■ **Listed entries**:
-=-=-=-=-

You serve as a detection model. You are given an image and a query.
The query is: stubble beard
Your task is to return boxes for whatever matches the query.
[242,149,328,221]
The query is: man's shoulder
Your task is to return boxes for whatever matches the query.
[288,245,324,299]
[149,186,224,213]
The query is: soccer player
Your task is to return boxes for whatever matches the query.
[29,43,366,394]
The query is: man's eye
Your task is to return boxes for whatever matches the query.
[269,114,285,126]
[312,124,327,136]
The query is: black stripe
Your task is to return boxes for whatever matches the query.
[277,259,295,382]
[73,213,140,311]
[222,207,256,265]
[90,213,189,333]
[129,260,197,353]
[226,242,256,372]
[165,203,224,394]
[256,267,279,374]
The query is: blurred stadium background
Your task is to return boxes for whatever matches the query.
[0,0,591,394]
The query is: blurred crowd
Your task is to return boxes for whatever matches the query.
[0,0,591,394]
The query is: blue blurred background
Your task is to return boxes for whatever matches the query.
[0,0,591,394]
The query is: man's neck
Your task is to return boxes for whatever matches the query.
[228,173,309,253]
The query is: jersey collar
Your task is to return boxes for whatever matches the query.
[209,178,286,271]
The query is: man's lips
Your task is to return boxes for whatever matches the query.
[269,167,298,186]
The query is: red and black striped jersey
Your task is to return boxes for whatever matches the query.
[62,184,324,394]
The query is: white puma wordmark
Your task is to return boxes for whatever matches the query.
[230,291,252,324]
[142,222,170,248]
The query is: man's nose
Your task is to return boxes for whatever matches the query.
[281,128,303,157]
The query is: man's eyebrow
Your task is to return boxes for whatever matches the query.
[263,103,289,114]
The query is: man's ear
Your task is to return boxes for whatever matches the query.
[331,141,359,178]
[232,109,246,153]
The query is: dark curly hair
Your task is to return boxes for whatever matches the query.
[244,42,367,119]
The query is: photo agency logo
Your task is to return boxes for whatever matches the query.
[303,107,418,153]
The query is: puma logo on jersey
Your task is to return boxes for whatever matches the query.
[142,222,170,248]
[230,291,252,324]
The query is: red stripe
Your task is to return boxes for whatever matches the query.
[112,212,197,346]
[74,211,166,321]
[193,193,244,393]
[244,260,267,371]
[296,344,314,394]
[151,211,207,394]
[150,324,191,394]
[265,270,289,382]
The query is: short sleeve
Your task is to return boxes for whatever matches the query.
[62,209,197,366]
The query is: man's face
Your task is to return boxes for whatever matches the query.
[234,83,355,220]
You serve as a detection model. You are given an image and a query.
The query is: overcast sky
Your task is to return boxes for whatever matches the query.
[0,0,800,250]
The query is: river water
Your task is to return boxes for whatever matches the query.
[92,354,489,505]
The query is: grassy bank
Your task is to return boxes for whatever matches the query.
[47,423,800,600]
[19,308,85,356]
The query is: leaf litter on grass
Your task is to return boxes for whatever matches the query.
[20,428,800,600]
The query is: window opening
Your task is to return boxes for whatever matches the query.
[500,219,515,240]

-=-=-=-=-

■ **Task prompt**: Rewrite each line of the data above as a Markdown table with the columns "Row" and "Line", numbering the rows in order and leaving out any blank lines.

■ **The solution**:
| Row | Line |
|---|---|
| 1 | You serve as a detection model. You are given an image and a query. |
| 2 | The query is: stubble beard |
| 3 | Your task is to return boxes for whatever matches the query. |
| 4 | [242,149,328,221] |
| 5 | The query is: man's shoulder |
| 6 | Your task is to return boxes for whatever matches the query. |
| 7 | [288,245,324,299] |
| 8 | [149,186,224,213] |
| 9 | The query is: soccer player |
| 10 | Your task is to return boxes for whatever matches the query. |
| 11 | [29,43,366,394] |
| 12 | The query is: man's eye |
| 13 | Your task is to return boxes for whatever matches the query. |
| 14 | [269,114,285,126] |
| 15 | [312,124,327,136] |
| 16 | The query is: black stripe |
| 17 | Your task is to return boxes for whatever matches the query. |
| 18 | [277,259,295,382] |
| 19 | [73,213,140,311] |
| 20 | [222,207,256,265] |
| 21 | [90,213,189,333] |
| 22 | [129,260,197,353] |
| 23 | [226,242,256,372] |
| 24 | [165,203,224,394] |
| 25 | [256,267,279,374] |
| 26 | The query is: blurred stadium background |
| 27 | Your task is to return boxes for whatever matches the query. |
| 28 | [0,0,591,394] |
| 29 | The query is: blurred crowd |
| 30 | Your task is to return boxes for whatever matches the query. |
| 31 | [0,0,591,394] |
| 32 | The query is: blue blurred background |
| 33 | Your task is to return boxes for whatever matches the query. |
| 34 | [0,0,591,394] |
| 35 | The query is: man's neck |
| 36 | Your task is to return boxes for whatever matches the query. |
| 37 | [228,173,309,253] |
| 38 | The query is: jersey collar |
| 39 | Your task is to return boxes for whatever matches the query. |
| 40 | [209,178,286,271] |
| 41 | The query is: man's lips |
| 42 | Your task is to return boxes for whatever matches the query. |
| 43 | [269,167,298,186] |
| 44 | The query is: red and black striped jersey |
| 45 | Your task is to return boxes for whatever matches the query. |
| 46 | [62,184,324,394] |
| 47 | The query is: white puma wordmark |
| 48 | Your task is to return boxes for whatever matches the query. |
| 49 | [230,291,252,324] |
| 50 | [142,222,170,248] |
| 51 | The query is: man's nose |
| 52 | Your task is to return boxes for whatever matches the query. |
| 53 | [281,128,303,157] |
| 54 | The query is: man's eyebrow |
| 55 | Your task is to return boxes for whatever matches the query. |
| 56 | [263,103,289,114] |
| 57 | The query is: man's ear |
| 58 | Your task is to return boxes for whatever matches the query. |
| 59 | [331,141,359,178] |
| 60 | [232,109,246,153] |
| 61 | The query is: dark curly hair |
| 62 | Your task is to return boxes for whatever matches the query. |
| 63 | [244,42,367,119] |
| 64 | The query is: photo agency logo |
| 65 | Your task is to return boxes for whatever matches the query. |
| 66 | [303,107,418,153] |
| 67 | The query is: puma logo on jersey |
| 68 | Your task is to return boxes for whatever matches the query. |
| 69 | [142,222,170,248] |
| 70 | [230,291,252,324] |
| 71 | The query is: red stripe |
| 72 | Your task is to return boxes for whatever matches the query. |
| 73 | [112,212,197,346] |
| 74 | [74,211,166,321] |
| 75 | [193,193,244,393] |
| 76 | [244,260,267,371] |
| 77 | [296,344,314,394] |
| 78 | [151,211,207,394] |
| 79 | [150,324,191,394] |
| 80 | [265,270,289,382] |
| 81 | The query is: short sleeve |
| 82 | Your task is to return boxes for whatever matches the query. |
| 83 | [62,209,197,366] |
| 84 | The query is: man's face |
| 85 | Your task is to return boxes for whatever matches the query. |
| 86 | [234,83,355,220] |
| 87 | You serve as a detection model. You are given an image and a query. |
| 88 | The query is: overcast sky |
| 89 | Your task is to return boxes for whatever matches the query. |
| 90 | [0,0,800,250] |
| 91 | The query is: river water |
| 92 | Your task is to return boxes for whatever matches the query. |
| 93 | [92,354,489,505] |
| 94 | The query is: grassy bank |
| 95 | Your task is to return boxes for whatever matches the query. |
| 96 | [47,423,800,600] |
| 97 | [19,308,85,356] |
| 98 | The query is: leaf litter on grass |
| 99 | Your task is to return boxes for whatever matches the query. |
| 100 | [20,428,800,600] |
| 101 | The query is: window opening |
| 102 | Your task is to return boxes for whatever matches the query. |
| 103 | [500,219,515,240] |